**DOCUMENT SOURCE:**

· · · · ·

On avait reproché à la série de ne pas donner à voir la résistance des habitants aux mécanismes de relégation. Se joue maintenant la saison de «The Wire» dans laquelle, finalement, la population se soulève.

Les quartiers pauvres de Baltimore ont été, samedi 25 et lundi 27 avril, le théâtre de soulèvements après les obsèques de Freddie Gray. L’état d’urgence a été décrété. Ce jeune homme noir de 25 ans est mort des suites d’une fracture des vertèbres cervicales après avoir été interpellé violemment par la police. Cet épisode s’inscrit dans une longue série de brutalités policières et de réactions populaires contre la violence d’Etat et son impunité. En août, la mort de Michael Brown, abattu par un policier à Ferguson, puis l’acquittement de ce dernier, avaient été à l’origine de révoltes et d’un large mouvement aux Etats-Unis reposant à la fois la question des discriminations raciales et celle de la violence policière. En avril, à North Charleston, c’est un homme noir de 50 ans, Walter Scott, qui était abattu de cinq balles par un policier après un contrôle routier pour un feu cassé. La liste se poursuit comme une litanie  : Eric Garner, étranglé à New York par des policiers  ; Tamir Rice, un enfant de 12 ans abattu alors qu’il jouait avec un pistolet en plastique. A Baltimore même, Tyrone West and Anthony Anderson, deux jeunes hommes non armés, sont morts en 2013 alors qu’ils étaient entre les mains de la police. Dans la majorité de ces cas, les policiers n’ont pas été condamnés. Les soulèvements expriment dès lors un sentiment d’injustice face à une histoire qui semble se répéter sans fin.

La réalité vient prolonger la fiction

Ces images qui nous arrivent de Baltimore ne peuvent que nous rappeler celles de The Wire, série télévisée tournée dans la ville dans le courant des ­années 2000, devenue culte par sa qualité cinématographique mais aussi par son rapport à la réalité et sa force critique. The Wire illustrait finement la dégradation des quartiers populaires noirs devenus des ghettos, la concentration de la pauvreté, le poids de la drogue, la fin de l’emploi industriel, la corruption des milieux poli­tiques et l’inefficacité des institutions (police, justice, école) à enrayer la reproduction de la marginalité sociale et sa concentration spatiale dans des quartiers laissés à l’abandon. La réalité vient prolonger la fiction  ; alors qu’on avait reproché à la série de ne pas donner à voir la résistance des habitants à ces mécanismes de relégation, se joue maintenant sous nos yeux la sixième saison de The Wire dans laquelle, fina­lement, la population se soulève.

· · · · ·

**CONSIGNE A:**
Répondez aux questions suivantes à partir de l'article sur Baltimore :
(i) Quel âge avait Freddie Gray ?
(ii) Dans quelle ville Michael Brown a-t-il été abattu par un policier ?
(iii) Au cours de quelles années la série The Wire a-t-elle été tournée ?
**CONSIGNE B:**
Comptez les lignes des enregistrements qui contiennent la chaîne « white », puis indiquez seulement ce nombre.
L'article et les enregistrements sont deux matériaux indépendants l'un de l'autre.

· · · · ·

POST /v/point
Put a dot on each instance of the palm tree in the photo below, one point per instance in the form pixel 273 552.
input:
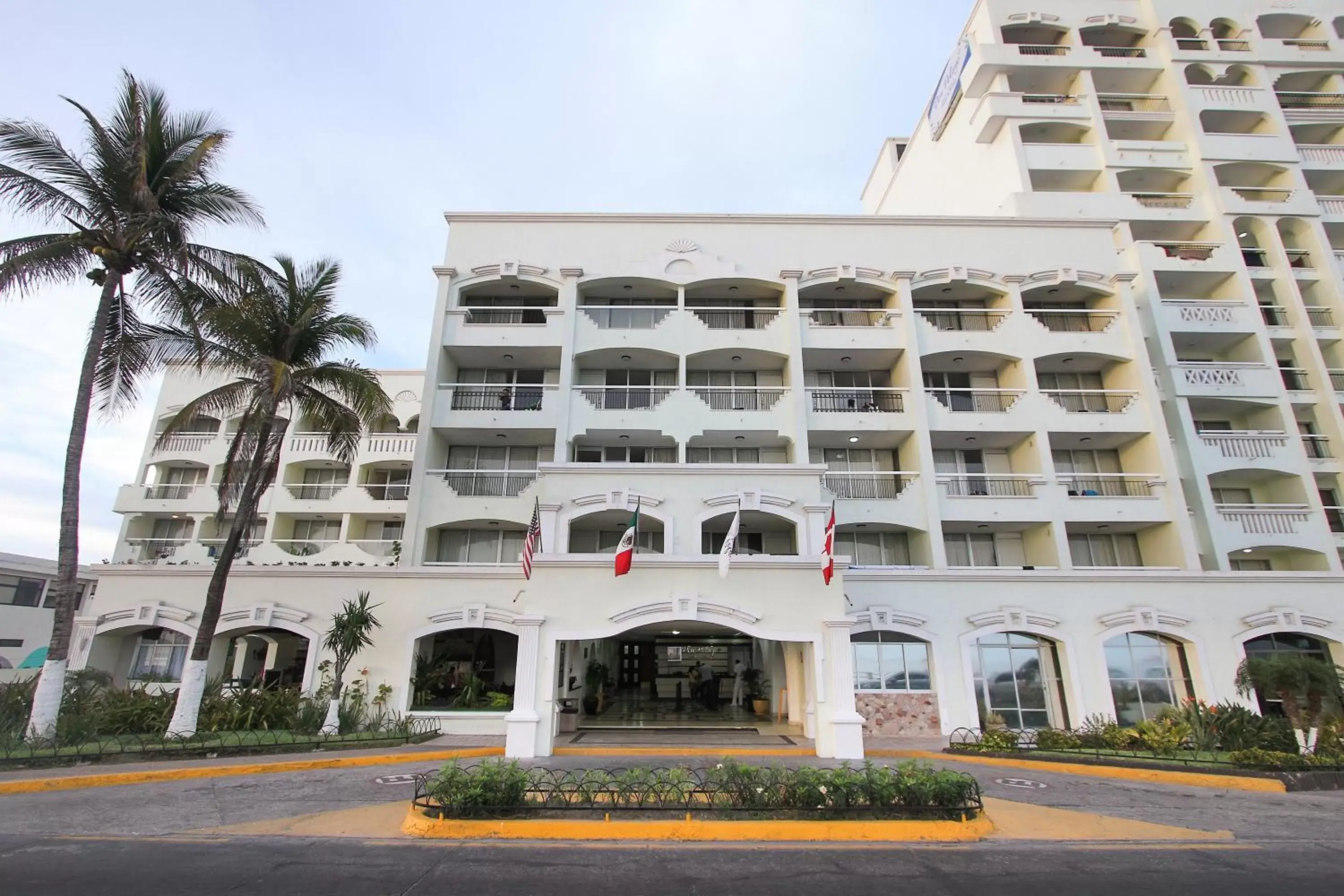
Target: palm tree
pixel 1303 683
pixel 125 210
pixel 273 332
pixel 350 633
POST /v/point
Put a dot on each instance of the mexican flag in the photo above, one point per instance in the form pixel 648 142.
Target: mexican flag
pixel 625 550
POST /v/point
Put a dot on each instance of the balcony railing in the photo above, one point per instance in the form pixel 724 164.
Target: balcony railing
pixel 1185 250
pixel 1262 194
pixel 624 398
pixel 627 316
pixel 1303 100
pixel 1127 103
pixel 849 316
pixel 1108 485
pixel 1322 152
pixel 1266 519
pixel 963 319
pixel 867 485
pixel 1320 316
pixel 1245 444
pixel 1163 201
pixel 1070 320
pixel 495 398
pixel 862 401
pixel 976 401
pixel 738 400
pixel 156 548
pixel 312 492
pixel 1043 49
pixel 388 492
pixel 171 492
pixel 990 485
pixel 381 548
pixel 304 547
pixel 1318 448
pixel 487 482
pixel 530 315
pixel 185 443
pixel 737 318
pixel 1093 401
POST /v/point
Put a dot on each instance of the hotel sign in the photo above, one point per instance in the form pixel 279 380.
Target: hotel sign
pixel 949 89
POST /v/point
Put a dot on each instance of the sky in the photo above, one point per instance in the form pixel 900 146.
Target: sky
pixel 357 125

· · · · ·

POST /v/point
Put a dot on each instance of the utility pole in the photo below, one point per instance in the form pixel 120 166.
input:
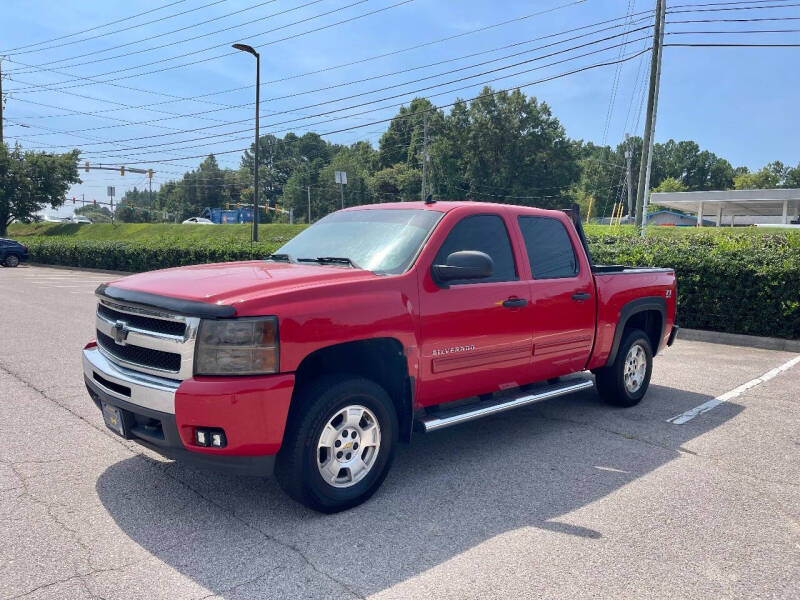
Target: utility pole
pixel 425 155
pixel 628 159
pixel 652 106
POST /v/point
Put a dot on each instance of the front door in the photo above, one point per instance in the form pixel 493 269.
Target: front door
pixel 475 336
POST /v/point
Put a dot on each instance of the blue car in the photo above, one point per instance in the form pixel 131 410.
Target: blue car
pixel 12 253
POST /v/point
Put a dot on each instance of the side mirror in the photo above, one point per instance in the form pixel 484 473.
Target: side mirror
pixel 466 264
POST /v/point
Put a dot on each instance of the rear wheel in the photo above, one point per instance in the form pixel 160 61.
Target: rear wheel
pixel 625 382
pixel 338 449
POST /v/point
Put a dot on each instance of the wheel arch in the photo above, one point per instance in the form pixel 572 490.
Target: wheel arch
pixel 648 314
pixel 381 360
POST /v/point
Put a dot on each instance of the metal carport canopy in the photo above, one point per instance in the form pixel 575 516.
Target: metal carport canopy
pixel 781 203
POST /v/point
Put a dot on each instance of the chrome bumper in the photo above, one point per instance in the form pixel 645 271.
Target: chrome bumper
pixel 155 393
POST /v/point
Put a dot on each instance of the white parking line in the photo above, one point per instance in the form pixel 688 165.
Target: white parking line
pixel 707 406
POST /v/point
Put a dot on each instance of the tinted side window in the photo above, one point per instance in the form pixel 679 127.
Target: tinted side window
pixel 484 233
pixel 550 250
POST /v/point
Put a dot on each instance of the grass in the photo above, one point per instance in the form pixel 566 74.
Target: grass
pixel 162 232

· · · · ·

**RÉPONSE COMPLÈTE A:**
(i) 25 ans.
(ii) À Ferguson.
(iii) Dans le courant des années 2000.

**RÉPONSE COMPLÈTE B:**
2